* TO BE DONE:
How many lines in the records below contain the string "every"? Reply with the number only.

* Stored dataset records:
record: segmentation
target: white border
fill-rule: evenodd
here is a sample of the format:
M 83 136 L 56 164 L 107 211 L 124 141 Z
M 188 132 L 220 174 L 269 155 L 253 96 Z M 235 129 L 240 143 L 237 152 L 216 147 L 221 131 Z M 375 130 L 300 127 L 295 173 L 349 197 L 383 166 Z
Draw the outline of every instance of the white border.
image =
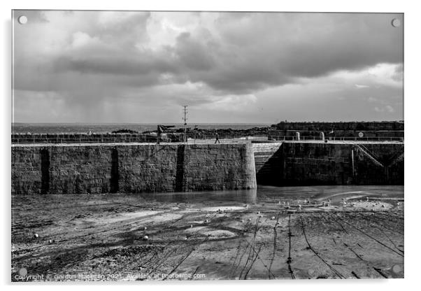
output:
M 3 284 L 9 285 L 10 274 L 10 134 L 11 121 L 11 9 L 92 9 L 92 10 L 243 10 L 243 11 L 317 11 L 317 12 L 390 12 L 405 13 L 405 279 L 397 280 L 364 280 L 364 281 L 254 281 L 248 282 L 239 281 L 217 281 L 193 283 L 186 284 L 184 282 L 170 284 L 159 284 L 154 283 L 142 283 L 134 286 L 125 285 L 124 288 L 133 287 L 138 288 L 155 288 L 164 290 L 168 288 L 183 289 L 183 290 L 214 290 L 221 288 L 256 289 L 261 285 L 265 288 L 299 288 L 311 290 L 352 290 L 362 288 L 381 288 L 382 290 L 413 289 L 417 285 L 418 278 L 420 250 L 420 226 L 417 216 L 418 208 L 421 206 L 417 182 L 420 180 L 418 173 L 421 163 L 419 162 L 419 148 L 421 143 L 419 136 L 421 135 L 420 129 L 421 122 L 417 115 L 420 114 L 421 104 L 420 96 L 420 78 L 421 78 L 420 63 L 419 54 L 421 52 L 420 45 L 420 10 L 418 9 L 416 1 L 368 1 L 366 0 L 353 0 L 349 1 L 276 1 L 266 0 L 243 0 L 239 1 L 229 1 L 227 0 L 208 0 L 206 2 L 199 1 L 163 1 L 154 0 L 150 1 L 138 1 L 129 0 L 101 0 L 88 1 L 87 0 L 53 1 L 53 0 L 14 0 L 1 2 L 2 24 L 1 57 L 3 58 L 2 69 L 0 70 L 0 83 L 3 88 L 1 99 L 1 172 L 0 173 L 1 184 L 3 192 L 2 198 L 2 239 L 1 251 L 1 279 Z M 149 285 L 148 285 L 149 284 Z M 97 284 L 95 284 L 97 285 Z M 17 287 L 15 285 L 15 287 Z M 19 285 L 18 288 L 33 288 L 42 290 L 56 289 L 51 285 Z M 113 290 L 115 284 L 101 285 L 101 289 Z M 60 286 L 60 288 L 73 289 L 70 285 Z

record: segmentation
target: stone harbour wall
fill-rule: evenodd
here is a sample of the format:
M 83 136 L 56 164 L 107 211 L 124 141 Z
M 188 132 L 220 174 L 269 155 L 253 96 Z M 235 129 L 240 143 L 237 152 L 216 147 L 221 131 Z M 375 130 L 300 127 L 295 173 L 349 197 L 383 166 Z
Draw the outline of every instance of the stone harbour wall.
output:
M 12 194 L 256 187 L 251 144 L 12 146 Z
M 404 144 L 283 142 L 257 168 L 258 184 L 404 185 Z

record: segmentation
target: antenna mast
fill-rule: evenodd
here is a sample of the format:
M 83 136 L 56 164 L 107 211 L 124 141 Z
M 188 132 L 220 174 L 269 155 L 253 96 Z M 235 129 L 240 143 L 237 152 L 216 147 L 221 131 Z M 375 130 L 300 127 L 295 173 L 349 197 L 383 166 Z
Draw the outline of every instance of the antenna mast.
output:
M 184 108 L 183 111 L 184 111 L 184 118 L 183 118 L 182 119 L 184 120 L 184 142 L 187 143 L 187 105 L 183 105 L 183 107 Z

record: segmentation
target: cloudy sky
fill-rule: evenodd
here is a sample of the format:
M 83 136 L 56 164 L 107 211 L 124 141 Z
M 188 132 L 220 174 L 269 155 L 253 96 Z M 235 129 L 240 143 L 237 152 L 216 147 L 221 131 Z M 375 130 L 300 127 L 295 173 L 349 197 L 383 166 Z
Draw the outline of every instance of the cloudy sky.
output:
M 17 10 L 14 121 L 181 122 L 183 104 L 191 123 L 403 120 L 403 22 L 401 14 Z

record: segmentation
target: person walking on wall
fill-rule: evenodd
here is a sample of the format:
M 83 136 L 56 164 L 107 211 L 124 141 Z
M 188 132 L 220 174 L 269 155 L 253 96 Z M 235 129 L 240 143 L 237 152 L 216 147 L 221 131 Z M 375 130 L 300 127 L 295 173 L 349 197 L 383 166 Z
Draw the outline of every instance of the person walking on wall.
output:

* FULL ANSWER:
5